**Consigne 1**
D'après l'extrait, qui a inventé la pratique de la cascade de glace ?

**Extrait du document**
>>
La Verge et le Démon !!

Ce matin je découvre avec stupeur le nombre de likes qui s’affichent sous mon dernier post laissé à mon retour du vallon du diable dimanche dernier. Comment est-ce possible ? Nous sommes mercredi, la pluie ne cesse de tomber et un redoux historique envahit notre pays pour plusieurs jours. Nous sommes le 29 décembre 2021. Il y a à peine quinze jours, l’hiver avait décider de prendre racine un peu plus tôt que d’habitude dans nos vallées Alpines, pétrifiant sur place les minces filets d’eau descendant des hauts sommets. Mais ce matin tout doit dégueuler sous le poids des glaçons devenus trop lourds, emporté par l’eau redevenu ruisseau, torrent, rivière. Et des likes continus d’alimenter mon post devenu obsolète. Ce n’est juste pas possible. Les grimpeurs de glace sont-ils assez fous pour espérer gravir des lignes éphémères qui ne tiennent souvent que par la bénédiction du créateur qui a ma connaissance, n’est absolument pas un glaciairiste. Si Dieu a créé la glace, ce n’est pas lui qui a inventé la pratique de la cascade de glace. C’est Godefroy Perroux. Et le vallon du diable était son royaume.
<<
**Données extraites**
>>
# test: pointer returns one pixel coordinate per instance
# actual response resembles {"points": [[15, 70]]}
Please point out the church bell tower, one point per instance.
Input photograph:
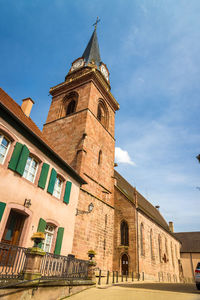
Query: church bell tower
<<
**Consigne 2**
Présentez toutes les lignes des entrées sous forme de liste numérotée, sans les lignes vides et sans les images.

**Réponse 1**
Godefroy Perroux.

**Réponse 2**
1. # test: pointer returns one pixel coordinate per instance
2. # actual response resembles {"points": [[15, 70]]}
3. Please point out the church bell tower, one point per instance.
4. Input photograph:
5. Query: church bell tower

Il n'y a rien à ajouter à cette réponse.